WORKING DATA:
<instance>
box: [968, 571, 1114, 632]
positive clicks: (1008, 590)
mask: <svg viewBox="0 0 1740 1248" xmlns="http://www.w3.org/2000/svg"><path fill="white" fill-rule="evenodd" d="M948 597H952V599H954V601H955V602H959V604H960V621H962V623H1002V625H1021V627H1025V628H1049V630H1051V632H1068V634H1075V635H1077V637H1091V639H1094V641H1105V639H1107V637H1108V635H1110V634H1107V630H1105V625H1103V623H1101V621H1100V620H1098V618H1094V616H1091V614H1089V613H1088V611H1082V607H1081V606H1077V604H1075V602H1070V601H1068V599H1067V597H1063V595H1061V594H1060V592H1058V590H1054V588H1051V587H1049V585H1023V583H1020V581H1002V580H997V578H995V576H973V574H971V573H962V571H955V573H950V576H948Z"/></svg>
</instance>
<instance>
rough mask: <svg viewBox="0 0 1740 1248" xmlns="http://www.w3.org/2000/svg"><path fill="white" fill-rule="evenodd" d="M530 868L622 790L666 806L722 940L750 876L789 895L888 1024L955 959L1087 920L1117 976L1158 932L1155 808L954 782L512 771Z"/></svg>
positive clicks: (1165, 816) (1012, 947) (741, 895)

WRITTEN TASK:
Reproduce the material above, putting "foreground clicks" wherever "positive clicks" appears and keeping everything else the same.

EXPECTED OUTPUT:
<instance>
box: [968, 571, 1114, 632]
foreground clicks: (1008, 590)
mask: <svg viewBox="0 0 1740 1248" xmlns="http://www.w3.org/2000/svg"><path fill="white" fill-rule="evenodd" d="M948 597H952V599H954V601H955V602H959V604H960V621H962V623H1002V625H1021V627H1025V628H1049V630H1051V632H1068V634H1075V635H1077V637H1091V639H1094V641H1105V639H1107V637H1108V635H1110V634H1107V630H1105V625H1103V623H1101V621H1100V620H1098V618H1094V616H1091V614H1089V613H1088V611H1082V607H1081V606H1077V604H1075V602H1070V601H1068V599H1067V597H1063V595H1061V594H1060V592H1058V590H1054V588H1051V587H1049V585H1023V583H1020V581H1002V580H997V578H995V576H973V574H971V573H962V571H955V573H950V576H948Z"/></svg>
</instance>
<instance>
rough mask: <svg viewBox="0 0 1740 1248" xmlns="http://www.w3.org/2000/svg"><path fill="white" fill-rule="evenodd" d="M530 868L622 790L666 806L722 940L750 876L789 895L888 1024L955 959L1087 920L1117 976L1158 932L1155 808L954 782L512 771Z"/></svg>
foreground clicks: (1165, 816) (1012, 947) (741, 895)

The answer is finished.